Excerpted text —
═══

Monday 18 July 2011

Doomsday scenario. Was there ever a time in human history when there wasn’t a doomsday scenario? Persons of pensionable age, born either during or shortly after one of the most lethal wars in history, and brought up in the era of the Cold War era, will recall being chilled by the threat of Armageddon and spooked by the fear of nuclear holocaust. Just as now a younger generation is transfixed (chilled would clearly be the wrong word) by the prospect of climate change, global warming and environmental degradation.

These observations are thrown out not to discount the existence of impediments in the way of the human project, or to suggest that people are unduly susceptible to fancied dangers, but in order to put those anxieties in context. Man is a worrying animal. Woamn perhaps even more so. Whether they worry any more or less than members of the so-called brute creation is a moot point. Domestic animals and beasts of the field obviously have feelings, and can suffer stress and even communicable panic, but it’s not clear that they are subject to the same sort of chronic, existential worry that we do. Or many of us do.

Nowadays we don’t go in for animal fables as much as they used to, which is perhaps not entirely a bad thing – there is something patronizing in bestowing human attributes upon animals simply in order to illustrate and dramatise human ethics. Theriophily is a different matter - meditation on the apparent superiority of the non-human animal condition over that of the human species. Montaigne famously mused on the matter as he looked his cat in the eye, Swift noted that horses were devoid of hubris, and Walt Whitman wrote some memorable lines celebrating animals in general:


They do not sweat and whine about their condition;

They do not lie awake in the dark and weep for their sins;

They do not make me sick discussing their duty to God;

Not one is dissatisfied - not one is demented with the mania of owning things;

Not one kneels to another, nor to his kind that lived thousands of years ago;

Not one is respectable or industrious over the whole earth.


Animals are evidently not the worrying kind, but worry seems to go with the territory of being human. Without it, indeed, our species would not have enjoyed the success and dominance that it does. Unless hazards, problems and impending catastrophes are conceived as likely to occur, then they are unlikely to be addressed. The number of human casualties on the roads is still pretty awful (3000 per annum in the UK?) but it pales into insignificance compared to the figures for rabbits, hedgehogs, foxes and badgers. Will they never learn? In fact some of these creatures do seem to learn from the adrenalin rush of escaping at the last moment, but learning from collective, transmitted experience as applied to a chronic, perceived hazard comes more readily to human beings than to those with four legs. Dogs occupy an intermediate position – some can be taught road safety (guide dogs being the outstanding example) – others are completely clueless.

Not quite sure where this argument is heading, but the initial pebble in the pond was an uneasy feeling of getting hooked on socio-economic worrying aka soothsaying and gloomsaying, particularly as expounded in highly articulate online forums such as Common Dreams, Information Clearing House, ZeroHedge etc etc, in intelligent blogs like that of David Malone (aka Golem XIV) and in quality newspapers such as the Guardian, a Saturday dose of which suffices, if not to give the proverbial aspirin a headache, then at least to keep the reader in low spirits for a week. And no, the self-serving whimsy of Simon Hoggart’s ostensibly humorous column only serves to confirm morosity, rather than dispel it.

═══

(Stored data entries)
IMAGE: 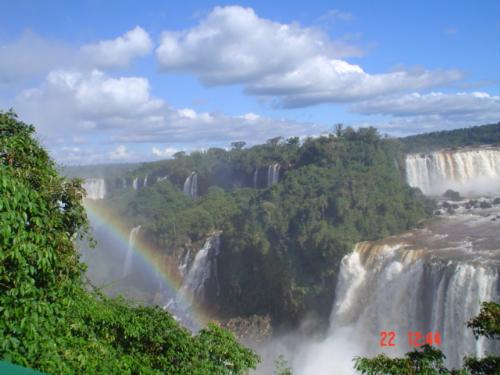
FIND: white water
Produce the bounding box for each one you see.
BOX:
[123,225,141,277]
[267,163,280,187]
[406,148,500,195]
[272,206,500,375]
[83,178,106,200]
[178,235,220,302]
[182,172,198,198]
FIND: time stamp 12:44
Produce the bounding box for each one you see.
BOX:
[379,331,442,348]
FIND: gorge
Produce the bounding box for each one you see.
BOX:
[78,128,500,374]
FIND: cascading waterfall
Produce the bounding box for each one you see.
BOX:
[330,209,500,367]
[83,178,106,200]
[178,235,220,301]
[267,163,280,187]
[182,172,198,199]
[253,168,259,189]
[123,225,141,277]
[406,148,500,195]
[164,233,220,330]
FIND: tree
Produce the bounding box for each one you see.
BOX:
[0,112,258,375]
[354,302,500,375]
[231,141,247,150]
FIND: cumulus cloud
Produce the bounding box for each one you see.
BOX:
[15,70,165,138]
[156,6,462,107]
[318,9,354,23]
[14,70,325,163]
[109,145,130,161]
[352,92,500,119]
[0,32,71,85]
[151,147,179,158]
[351,92,500,136]
[80,26,153,69]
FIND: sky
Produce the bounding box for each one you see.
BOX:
[0,0,500,165]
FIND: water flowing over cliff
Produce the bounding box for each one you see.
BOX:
[406,148,500,195]
[253,168,259,189]
[123,225,141,277]
[182,172,198,198]
[83,178,106,200]
[178,235,220,302]
[267,163,280,187]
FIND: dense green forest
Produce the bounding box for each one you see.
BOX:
[0,112,258,375]
[354,302,500,375]
[104,127,432,325]
[401,122,500,153]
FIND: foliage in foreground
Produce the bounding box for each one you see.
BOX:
[354,302,500,375]
[0,112,258,374]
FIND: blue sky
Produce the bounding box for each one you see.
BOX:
[0,0,500,164]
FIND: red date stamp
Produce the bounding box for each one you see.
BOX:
[379,331,442,348]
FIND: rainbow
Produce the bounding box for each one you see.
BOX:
[83,199,209,328]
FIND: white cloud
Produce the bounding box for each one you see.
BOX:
[352,92,500,119]
[351,92,500,135]
[109,145,130,161]
[156,6,462,107]
[14,70,325,163]
[156,6,366,84]
[80,26,153,69]
[318,9,354,23]
[151,147,179,158]
[0,32,71,84]
[15,70,165,135]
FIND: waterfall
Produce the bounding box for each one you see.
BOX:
[179,235,220,301]
[182,172,198,198]
[253,168,259,189]
[406,148,500,195]
[123,225,141,277]
[267,163,280,187]
[83,178,106,200]
[330,214,500,367]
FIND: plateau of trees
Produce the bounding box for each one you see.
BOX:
[401,122,500,153]
[105,127,432,324]
[0,112,258,375]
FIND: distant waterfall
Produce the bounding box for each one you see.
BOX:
[182,172,198,198]
[330,210,500,366]
[178,235,220,303]
[267,163,280,187]
[123,225,141,277]
[83,178,106,200]
[406,148,500,195]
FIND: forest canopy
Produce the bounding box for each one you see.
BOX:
[0,112,258,375]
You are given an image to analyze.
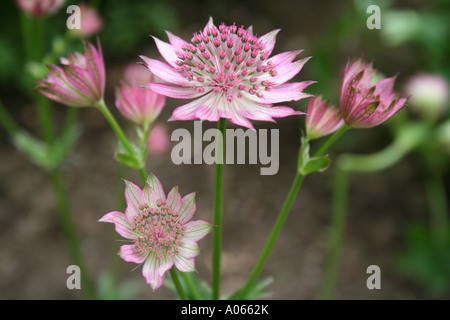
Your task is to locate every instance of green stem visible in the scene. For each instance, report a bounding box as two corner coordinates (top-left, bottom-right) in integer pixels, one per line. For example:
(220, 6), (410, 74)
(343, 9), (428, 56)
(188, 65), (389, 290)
(237, 173), (305, 300)
(236, 126), (348, 300)
(0, 101), (20, 137)
(426, 167), (450, 245)
(320, 168), (349, 300)
(169, 267), (188, 300)
(181, 272), (202, 300)
(314, 124), (349, 157)
(212, 118), (226, 300)
(95, 100), (147, 181)
(50, 169), (95, 299)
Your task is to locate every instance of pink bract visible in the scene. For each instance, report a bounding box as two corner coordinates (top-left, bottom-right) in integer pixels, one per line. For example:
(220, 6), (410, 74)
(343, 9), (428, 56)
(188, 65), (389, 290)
(305, 96), (344, 139)
(99, 174), (212, 290)
(37, 41), (105, 107)
(341, 59), (407, 128)
(141, 18), (313, 128)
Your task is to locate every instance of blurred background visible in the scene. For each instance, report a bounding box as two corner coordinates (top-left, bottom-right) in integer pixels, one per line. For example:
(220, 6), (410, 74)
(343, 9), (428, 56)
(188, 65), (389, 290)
(0, 0), (450, 299)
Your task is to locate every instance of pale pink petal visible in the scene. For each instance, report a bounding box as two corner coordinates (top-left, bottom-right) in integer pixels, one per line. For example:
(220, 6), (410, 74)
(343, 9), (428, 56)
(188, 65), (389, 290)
(179, 192), (197, 223)
(147, 173), (166, 201)
(98, 211), (137, 239)
(142, 254), (173, 290)
(124, 180), (142, 211)
(183, 220), (214, 242)
(166, 187), (181, 212)
(178, 238), (200, 258)
(119, 244), (148, 263)
(140, 56), (189, 85)
(141, 83), (203, 99)
(152, 36), (178, 68)
(173, 256), (195, 272)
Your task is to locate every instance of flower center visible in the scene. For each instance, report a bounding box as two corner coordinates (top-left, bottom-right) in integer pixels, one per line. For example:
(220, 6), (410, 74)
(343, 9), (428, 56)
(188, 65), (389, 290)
(131, 202), (186, 258)
(176, 23), (277, 101)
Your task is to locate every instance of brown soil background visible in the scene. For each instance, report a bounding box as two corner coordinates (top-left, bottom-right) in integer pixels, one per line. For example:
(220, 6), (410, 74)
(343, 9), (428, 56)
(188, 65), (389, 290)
(0, 1), (446, 299)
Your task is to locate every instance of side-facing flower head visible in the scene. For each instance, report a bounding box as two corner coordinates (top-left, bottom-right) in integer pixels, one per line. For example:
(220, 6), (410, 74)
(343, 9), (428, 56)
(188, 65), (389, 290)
(305, 96), (344, 139)
(16, 0), (65, 18)
(141, 18), (313, 128)
(37, 40), (105, 107)
(341, 59), (407, 128)
(71, 3), (103, 37)
(99, 174), (212, 290)
(116, 65), (166, 124)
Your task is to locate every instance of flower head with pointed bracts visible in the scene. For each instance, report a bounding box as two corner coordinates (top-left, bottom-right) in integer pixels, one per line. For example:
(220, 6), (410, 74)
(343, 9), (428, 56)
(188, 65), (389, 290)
(341, 59), (407, 128)
(305, 96), (344, 139)
(141, 18), (313, 128)
(99, 174), (212, 290)
(37, 40), (105, 107)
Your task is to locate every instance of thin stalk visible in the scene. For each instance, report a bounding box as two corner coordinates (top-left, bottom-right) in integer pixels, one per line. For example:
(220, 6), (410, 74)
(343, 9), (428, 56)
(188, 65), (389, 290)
(237, 172), (305, 300)
(169, 267), (188, 300)
(426, 168), (450, 245)
(50, 169), (95, 299)
(212, 118), (226, 300)
(236, 126), (348, 300)
(320, 168), (349, 300)
(181, 272), (202, 300)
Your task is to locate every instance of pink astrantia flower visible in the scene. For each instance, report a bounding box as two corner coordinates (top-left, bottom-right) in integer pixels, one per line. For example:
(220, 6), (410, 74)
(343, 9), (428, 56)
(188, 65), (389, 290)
(116, 65), (166, 124)
(341, 59), (407, 128)
(37, 41), (105, 107)
(305, 96), (344, 139)
(16, 0), (65, 18)
(99, 174), (212, 290)
(141, 18), (313, 128)
(72, 4), (103, 37)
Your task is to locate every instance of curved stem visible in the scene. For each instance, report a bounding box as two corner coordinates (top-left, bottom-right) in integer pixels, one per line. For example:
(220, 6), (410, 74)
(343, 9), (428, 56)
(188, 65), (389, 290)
(95, 100), (147, 181)
(320, 168), (349, 300)
(50, 169), (95, 299)
(237, 173), (305, 300)
(169, 267), (188, 300)
(212, 118), (226, 300)
(236, 126), (348, 300)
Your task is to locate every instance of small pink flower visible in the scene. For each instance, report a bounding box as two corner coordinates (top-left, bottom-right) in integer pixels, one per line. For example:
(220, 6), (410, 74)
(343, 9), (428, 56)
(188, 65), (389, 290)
(37, 40), (105, 107)
(305, 96), (344, 139)
(116, 66), (166, 124)
(141, 18), (313, 128)
(16, 0), (65, 18)
(341, 59), (407, 128)
(99, 174), (212, 290)
(147, 123), (170, 155)
(72, 4), (103, 37)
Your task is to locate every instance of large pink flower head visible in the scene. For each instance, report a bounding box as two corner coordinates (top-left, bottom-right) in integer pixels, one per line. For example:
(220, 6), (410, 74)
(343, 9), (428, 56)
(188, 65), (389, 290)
(341, 59), (407, 128)
(99, 174), (212, 290)
(16, 0), (65, 18)
(116, 65), (166, 125)
(141, 18), (313, 128)
(37, 41), (105, 107)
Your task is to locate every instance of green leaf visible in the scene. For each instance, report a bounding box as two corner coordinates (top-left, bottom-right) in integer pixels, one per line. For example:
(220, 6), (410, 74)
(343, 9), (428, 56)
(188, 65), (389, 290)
(116, 153), (142, 169)
(301, 157), (330, 175)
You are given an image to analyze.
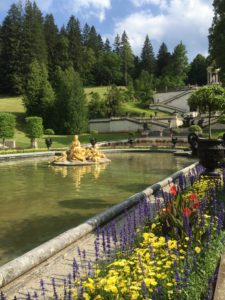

═══

Exercise instructions —
- A) Based on the post about worry, say whether each statement agrees with it: (i) Montaigne looked his cat in the eye; (ii) Swift noted that dogs were devoid of hubris; (iii) the writer reads the Guardian every day. For each, answer yes or no and quote the deciding words.
- B) List every animal the post about worry names when it compares road deaths to human road casualties.
- C) Write out everything from "They do not make" down to "the whole earth." in the post about worry, switching "dissatisfied" for "unhappy".

Answers per task —
- A)
(i) Yes: "Montaigne famously mused on the matter as he looked his cat in the eye"
(ii) No: "Swift noted that horses were devoid of hubris"
(iii) No: "a Saturday dose of which suffices"

- B) Rabbits, hedgehogs, foxes, badgers

- C)
They do not make me sick discussing their duty to God;

Not one is unhappy - not one is demented with the mania of owning things;

Not one kneels to another, nor to his kind that lived thousands of years ago;

Not one is respectable or industrious over the whole earth.